What you are asked to do: Whenever the string "target" turns up in a line below, that line should be copied.

Recorded information:
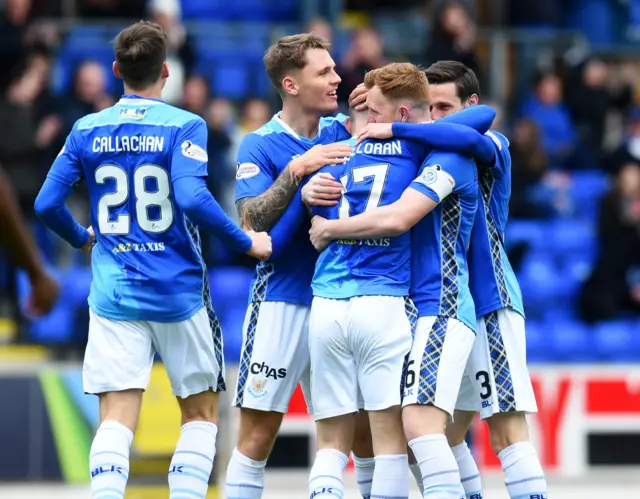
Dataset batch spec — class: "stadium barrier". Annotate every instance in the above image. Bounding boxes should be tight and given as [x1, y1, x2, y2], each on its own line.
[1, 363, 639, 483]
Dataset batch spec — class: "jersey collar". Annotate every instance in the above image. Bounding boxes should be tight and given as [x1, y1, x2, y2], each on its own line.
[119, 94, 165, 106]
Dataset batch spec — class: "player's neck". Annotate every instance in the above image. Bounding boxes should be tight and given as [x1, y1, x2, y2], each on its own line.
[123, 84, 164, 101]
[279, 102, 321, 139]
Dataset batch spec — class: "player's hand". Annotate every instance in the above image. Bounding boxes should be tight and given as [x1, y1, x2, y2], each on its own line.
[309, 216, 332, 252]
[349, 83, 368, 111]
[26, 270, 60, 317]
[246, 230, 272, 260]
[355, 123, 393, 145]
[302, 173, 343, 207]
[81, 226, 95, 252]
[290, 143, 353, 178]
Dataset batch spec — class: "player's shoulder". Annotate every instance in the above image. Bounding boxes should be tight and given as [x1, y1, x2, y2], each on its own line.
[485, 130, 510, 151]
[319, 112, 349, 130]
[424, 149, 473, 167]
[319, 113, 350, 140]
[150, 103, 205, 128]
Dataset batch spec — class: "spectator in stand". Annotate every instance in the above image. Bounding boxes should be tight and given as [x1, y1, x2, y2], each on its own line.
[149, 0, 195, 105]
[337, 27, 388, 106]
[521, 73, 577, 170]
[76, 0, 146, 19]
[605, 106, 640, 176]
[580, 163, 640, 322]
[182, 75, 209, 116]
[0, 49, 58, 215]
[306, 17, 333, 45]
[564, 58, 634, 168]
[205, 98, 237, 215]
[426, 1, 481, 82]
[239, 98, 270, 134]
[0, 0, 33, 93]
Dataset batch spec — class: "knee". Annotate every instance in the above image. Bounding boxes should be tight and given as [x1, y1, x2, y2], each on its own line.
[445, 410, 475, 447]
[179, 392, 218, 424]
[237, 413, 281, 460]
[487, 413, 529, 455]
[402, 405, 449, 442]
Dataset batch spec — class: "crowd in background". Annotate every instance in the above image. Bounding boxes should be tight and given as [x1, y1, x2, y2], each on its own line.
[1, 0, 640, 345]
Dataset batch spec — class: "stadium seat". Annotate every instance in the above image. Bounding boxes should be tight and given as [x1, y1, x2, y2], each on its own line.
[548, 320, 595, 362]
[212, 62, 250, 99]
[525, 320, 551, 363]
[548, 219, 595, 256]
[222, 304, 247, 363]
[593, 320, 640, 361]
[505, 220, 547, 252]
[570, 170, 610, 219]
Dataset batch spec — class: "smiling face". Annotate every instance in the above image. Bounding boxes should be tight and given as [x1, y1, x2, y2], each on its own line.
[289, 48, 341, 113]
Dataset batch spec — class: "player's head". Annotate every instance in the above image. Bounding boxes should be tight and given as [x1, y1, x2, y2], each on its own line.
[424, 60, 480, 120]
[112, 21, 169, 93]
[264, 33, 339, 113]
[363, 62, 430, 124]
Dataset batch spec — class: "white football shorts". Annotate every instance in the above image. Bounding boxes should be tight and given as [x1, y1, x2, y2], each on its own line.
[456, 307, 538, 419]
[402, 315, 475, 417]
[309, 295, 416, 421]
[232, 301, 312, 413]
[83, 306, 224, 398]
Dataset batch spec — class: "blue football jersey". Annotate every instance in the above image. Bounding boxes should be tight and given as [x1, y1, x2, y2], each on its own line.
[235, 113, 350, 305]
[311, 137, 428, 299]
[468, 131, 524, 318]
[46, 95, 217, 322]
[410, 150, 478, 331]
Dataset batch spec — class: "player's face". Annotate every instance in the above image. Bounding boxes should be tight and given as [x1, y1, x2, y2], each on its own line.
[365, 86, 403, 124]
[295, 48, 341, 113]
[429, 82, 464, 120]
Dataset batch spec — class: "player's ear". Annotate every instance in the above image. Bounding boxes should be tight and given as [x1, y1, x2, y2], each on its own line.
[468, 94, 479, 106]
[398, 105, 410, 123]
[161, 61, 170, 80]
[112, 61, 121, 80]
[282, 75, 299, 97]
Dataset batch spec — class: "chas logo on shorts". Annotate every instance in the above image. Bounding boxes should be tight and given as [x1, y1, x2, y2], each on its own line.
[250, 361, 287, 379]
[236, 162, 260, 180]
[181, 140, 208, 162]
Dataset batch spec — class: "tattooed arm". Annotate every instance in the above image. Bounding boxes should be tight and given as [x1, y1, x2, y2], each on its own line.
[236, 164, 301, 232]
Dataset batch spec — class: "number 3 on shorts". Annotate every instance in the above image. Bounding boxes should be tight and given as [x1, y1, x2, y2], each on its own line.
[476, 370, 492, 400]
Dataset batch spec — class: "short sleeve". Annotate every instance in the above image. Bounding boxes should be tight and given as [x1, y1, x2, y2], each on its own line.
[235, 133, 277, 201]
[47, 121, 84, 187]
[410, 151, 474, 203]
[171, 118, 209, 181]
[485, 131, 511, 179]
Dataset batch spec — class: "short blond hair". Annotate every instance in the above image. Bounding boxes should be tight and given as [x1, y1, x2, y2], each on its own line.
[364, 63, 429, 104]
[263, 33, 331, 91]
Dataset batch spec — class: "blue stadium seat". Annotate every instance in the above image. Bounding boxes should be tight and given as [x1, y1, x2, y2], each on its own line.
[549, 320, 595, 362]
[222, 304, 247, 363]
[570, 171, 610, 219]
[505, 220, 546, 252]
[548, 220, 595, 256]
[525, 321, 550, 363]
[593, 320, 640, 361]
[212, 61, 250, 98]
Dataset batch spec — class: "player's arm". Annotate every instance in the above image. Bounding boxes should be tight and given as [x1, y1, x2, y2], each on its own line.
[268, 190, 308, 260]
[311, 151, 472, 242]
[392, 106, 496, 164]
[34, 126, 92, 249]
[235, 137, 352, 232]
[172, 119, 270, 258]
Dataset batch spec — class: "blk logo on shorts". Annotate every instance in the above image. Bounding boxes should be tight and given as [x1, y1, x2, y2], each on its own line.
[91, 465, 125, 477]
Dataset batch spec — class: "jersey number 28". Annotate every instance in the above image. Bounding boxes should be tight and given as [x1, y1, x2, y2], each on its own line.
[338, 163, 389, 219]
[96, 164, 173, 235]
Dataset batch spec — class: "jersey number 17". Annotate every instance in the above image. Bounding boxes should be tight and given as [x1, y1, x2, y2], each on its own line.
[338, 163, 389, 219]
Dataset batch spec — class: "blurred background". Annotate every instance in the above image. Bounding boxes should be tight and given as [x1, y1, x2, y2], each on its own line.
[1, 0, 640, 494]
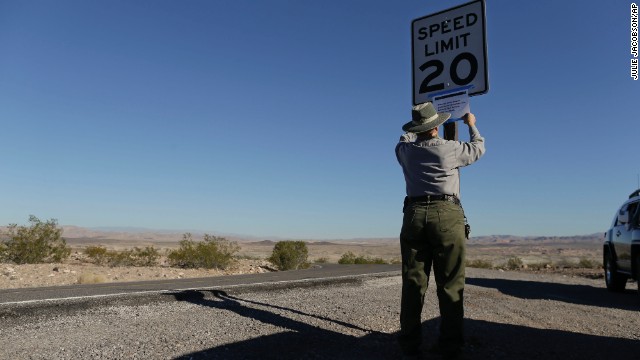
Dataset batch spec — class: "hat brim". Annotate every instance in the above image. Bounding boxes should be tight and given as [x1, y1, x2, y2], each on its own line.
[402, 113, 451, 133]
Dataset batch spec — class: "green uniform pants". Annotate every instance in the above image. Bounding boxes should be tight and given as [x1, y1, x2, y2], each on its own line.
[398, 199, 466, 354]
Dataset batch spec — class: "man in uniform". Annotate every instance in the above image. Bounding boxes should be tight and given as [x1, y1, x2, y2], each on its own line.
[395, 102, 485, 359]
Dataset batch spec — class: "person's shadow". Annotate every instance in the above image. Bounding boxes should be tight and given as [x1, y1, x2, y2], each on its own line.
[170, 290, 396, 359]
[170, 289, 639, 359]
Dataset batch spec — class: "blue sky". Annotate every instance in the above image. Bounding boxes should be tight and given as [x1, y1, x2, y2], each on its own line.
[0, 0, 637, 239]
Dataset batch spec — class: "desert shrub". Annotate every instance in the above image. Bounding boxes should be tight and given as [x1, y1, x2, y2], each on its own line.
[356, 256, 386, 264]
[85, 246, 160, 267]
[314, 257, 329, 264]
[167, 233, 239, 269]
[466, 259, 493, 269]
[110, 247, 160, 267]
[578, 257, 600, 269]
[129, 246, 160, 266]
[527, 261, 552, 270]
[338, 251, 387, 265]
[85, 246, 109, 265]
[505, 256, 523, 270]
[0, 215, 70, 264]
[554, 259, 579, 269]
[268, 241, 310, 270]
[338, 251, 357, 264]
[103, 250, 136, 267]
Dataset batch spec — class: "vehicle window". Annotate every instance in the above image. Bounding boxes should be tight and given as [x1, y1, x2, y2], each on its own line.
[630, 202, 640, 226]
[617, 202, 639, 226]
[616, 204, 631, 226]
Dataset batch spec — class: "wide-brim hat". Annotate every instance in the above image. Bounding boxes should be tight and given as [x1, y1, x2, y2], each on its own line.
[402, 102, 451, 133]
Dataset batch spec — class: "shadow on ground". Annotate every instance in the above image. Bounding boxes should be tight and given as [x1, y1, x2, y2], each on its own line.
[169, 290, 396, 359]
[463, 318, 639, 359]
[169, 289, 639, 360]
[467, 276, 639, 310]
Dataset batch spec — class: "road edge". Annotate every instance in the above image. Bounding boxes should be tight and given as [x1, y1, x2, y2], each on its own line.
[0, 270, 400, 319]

...

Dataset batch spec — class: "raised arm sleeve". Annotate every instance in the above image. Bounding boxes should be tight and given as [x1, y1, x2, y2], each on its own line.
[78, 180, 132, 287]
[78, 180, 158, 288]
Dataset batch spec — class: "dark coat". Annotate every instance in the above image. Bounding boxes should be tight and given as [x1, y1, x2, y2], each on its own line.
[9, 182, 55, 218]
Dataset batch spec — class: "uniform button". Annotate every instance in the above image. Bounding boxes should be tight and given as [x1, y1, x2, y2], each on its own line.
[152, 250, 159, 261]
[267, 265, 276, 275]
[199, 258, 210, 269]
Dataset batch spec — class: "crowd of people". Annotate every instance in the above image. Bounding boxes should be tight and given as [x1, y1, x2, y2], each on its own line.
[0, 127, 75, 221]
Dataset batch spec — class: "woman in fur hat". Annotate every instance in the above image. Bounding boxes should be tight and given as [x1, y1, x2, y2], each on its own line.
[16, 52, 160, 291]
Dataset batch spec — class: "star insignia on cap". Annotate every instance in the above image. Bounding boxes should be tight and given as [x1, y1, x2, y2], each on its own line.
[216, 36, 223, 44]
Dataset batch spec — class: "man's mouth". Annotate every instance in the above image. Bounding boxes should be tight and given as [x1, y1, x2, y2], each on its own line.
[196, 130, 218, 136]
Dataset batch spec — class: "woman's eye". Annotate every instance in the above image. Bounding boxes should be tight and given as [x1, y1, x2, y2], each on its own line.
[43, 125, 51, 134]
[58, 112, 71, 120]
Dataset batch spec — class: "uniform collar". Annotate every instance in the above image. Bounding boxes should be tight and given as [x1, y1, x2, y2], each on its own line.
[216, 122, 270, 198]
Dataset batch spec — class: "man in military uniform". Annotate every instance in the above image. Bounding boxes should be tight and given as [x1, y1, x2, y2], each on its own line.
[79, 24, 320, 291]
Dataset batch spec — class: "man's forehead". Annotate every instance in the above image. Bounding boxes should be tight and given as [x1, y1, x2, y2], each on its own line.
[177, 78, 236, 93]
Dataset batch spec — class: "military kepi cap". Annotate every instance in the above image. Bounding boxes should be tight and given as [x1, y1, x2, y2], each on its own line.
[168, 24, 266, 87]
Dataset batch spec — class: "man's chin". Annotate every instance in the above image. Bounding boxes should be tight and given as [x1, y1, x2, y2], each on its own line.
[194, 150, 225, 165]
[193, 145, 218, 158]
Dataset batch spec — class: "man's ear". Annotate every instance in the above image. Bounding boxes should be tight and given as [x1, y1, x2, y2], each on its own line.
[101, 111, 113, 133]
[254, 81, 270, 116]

--

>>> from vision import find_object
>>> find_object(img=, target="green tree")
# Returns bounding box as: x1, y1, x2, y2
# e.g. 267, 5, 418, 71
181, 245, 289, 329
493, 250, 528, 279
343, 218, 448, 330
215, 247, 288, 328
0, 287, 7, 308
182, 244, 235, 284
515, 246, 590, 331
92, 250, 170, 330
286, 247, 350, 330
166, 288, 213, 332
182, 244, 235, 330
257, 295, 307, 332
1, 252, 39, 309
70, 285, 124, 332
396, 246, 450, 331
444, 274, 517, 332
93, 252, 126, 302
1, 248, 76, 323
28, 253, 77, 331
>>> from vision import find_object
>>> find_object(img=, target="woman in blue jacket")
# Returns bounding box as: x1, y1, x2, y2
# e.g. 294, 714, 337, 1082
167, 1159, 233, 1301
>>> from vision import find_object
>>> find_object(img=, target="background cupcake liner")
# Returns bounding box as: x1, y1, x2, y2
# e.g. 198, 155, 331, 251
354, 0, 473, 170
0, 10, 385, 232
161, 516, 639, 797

Response to the task:
>>> find_object(img=, target="green tree")
>>> find_object(img=, target="woman in blue jacket")
>>> find_object(img=, target="background cupcake liner")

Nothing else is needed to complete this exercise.